Required work → Search the records for the word "form". Copy every line where it appears.

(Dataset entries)
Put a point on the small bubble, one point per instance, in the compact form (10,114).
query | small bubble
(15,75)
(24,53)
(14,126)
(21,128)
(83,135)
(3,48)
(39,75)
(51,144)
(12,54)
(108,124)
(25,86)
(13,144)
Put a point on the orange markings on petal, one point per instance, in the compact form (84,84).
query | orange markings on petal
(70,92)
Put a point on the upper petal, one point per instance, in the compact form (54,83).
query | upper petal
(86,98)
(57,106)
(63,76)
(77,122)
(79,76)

Task result →
Put a point on the small bubble, one point per instance, in the compact form (10,114).
Put a point on the orange markings on petal, one point per instance, in the compact form (84,84).
Put a point on the upper petal, one point per instance, in the compact form (54,83).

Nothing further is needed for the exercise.